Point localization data
[Start of Attachment]

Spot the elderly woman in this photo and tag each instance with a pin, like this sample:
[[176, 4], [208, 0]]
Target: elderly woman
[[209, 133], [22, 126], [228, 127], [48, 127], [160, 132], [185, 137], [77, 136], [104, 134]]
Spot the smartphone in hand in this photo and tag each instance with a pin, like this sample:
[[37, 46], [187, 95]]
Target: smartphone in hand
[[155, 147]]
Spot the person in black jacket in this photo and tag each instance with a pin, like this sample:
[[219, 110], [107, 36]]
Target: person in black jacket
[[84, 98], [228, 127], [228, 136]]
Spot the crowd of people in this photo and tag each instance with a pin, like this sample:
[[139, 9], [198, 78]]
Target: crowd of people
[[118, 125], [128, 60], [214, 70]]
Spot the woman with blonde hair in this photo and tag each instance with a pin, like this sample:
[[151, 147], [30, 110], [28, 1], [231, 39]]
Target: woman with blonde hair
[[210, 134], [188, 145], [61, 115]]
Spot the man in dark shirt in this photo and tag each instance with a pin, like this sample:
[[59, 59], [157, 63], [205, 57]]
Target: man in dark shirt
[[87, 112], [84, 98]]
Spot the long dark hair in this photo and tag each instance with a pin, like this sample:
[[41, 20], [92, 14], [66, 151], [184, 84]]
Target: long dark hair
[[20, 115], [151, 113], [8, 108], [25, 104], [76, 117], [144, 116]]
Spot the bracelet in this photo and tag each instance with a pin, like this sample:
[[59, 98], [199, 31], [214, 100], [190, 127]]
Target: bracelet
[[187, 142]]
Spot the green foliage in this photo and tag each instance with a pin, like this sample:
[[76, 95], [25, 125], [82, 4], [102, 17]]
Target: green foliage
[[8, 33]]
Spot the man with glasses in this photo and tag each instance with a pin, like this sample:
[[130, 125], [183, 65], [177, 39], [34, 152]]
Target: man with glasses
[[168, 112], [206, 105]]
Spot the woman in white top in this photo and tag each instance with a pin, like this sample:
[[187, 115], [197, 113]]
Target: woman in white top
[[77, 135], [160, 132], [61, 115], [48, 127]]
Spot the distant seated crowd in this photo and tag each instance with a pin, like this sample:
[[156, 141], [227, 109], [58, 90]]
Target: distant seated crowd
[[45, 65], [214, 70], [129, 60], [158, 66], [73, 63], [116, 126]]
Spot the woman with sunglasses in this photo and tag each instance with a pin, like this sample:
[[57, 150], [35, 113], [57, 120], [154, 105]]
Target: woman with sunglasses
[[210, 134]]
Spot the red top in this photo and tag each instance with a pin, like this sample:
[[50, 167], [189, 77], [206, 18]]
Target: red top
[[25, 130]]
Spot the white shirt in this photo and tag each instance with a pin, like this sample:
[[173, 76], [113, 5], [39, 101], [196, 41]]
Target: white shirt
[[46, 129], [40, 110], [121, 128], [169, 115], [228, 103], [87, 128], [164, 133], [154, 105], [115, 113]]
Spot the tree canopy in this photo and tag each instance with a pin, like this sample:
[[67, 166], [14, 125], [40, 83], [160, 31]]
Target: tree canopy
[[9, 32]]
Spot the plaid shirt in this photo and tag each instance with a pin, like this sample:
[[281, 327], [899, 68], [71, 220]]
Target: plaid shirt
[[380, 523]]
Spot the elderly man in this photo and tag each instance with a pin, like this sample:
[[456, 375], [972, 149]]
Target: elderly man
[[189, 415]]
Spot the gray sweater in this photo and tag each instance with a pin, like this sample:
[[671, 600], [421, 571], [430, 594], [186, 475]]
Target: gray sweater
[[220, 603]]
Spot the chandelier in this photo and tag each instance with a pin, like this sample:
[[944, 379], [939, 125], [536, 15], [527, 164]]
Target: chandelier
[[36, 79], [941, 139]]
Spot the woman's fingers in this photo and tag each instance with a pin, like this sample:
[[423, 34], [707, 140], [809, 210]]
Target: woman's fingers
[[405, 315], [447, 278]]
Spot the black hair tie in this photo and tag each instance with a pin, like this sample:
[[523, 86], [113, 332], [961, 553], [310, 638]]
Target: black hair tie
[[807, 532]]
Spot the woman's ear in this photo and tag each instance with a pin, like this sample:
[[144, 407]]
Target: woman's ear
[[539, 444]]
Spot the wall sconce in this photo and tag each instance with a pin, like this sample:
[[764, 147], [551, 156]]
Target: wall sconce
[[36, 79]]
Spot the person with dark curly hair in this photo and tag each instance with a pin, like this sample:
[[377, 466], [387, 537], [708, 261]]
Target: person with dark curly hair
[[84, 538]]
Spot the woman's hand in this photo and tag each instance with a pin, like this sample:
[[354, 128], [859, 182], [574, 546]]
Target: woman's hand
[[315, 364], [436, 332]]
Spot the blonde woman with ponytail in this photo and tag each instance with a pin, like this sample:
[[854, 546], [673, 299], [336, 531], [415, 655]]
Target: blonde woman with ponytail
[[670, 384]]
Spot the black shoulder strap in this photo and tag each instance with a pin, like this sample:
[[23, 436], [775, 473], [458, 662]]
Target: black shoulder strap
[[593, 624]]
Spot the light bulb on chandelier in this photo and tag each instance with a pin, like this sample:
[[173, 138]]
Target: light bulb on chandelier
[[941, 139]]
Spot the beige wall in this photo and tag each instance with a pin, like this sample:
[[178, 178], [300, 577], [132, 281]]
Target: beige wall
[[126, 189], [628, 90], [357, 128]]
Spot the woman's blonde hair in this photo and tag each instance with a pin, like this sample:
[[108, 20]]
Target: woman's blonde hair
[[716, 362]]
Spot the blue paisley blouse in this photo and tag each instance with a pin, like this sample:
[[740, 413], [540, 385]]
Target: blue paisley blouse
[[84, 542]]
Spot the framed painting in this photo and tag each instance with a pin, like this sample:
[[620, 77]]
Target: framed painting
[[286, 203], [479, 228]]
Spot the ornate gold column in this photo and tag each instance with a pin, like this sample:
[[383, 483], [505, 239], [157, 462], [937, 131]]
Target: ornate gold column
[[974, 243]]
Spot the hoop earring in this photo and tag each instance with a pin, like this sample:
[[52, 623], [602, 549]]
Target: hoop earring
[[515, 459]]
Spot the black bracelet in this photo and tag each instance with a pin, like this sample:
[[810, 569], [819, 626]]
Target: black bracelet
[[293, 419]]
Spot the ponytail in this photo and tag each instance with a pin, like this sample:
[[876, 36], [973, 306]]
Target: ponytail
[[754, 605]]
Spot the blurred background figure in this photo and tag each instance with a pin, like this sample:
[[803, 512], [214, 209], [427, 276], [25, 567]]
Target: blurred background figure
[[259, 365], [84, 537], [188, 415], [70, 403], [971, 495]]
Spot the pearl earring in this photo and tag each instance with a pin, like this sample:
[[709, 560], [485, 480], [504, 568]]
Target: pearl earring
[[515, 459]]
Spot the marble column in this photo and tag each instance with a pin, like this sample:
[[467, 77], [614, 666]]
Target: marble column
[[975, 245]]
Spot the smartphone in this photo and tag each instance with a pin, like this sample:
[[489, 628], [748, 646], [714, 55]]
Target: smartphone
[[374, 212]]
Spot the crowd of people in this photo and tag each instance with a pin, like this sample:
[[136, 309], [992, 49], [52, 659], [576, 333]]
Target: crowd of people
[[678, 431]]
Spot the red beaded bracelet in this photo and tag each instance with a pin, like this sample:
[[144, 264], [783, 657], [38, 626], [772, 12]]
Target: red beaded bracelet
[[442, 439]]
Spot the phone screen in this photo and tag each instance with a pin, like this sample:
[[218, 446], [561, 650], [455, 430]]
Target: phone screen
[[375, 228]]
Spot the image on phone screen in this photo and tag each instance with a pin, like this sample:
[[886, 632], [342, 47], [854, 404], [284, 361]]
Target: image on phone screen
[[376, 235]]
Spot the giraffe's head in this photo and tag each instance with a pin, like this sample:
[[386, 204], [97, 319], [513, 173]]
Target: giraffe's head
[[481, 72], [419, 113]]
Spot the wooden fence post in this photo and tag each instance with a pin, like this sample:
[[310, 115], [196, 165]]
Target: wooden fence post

[End of Attachment]

# ASSIGNMENT
Your answer should be the exact lines above from the one with "Spot the woman in" through the one with "Spot the woman with sunglasses", both included, and nothing besides.

# OUTPUT FOR THIS EXERCISE
Spot the woman in white top in this photo and tag each instance with a pin, like this sample:
[[187, 115], [197, 113]]
Target: woman in white top
[[77, 135], [160, 132], [61, 115], [48, 127]]
Spot the distant seated crowd in this photo and tag each instance with a pin, like this sample:
[[156, 141], [227, 109], [58, 90]]
Target: distant seated crowd
[[45, 65], [214, 70], [129, 60], [158, 66], [73, 63], [116, 126]]
Spot the woman with sunglasses in this photo and tag each instance with a pin, like this sample:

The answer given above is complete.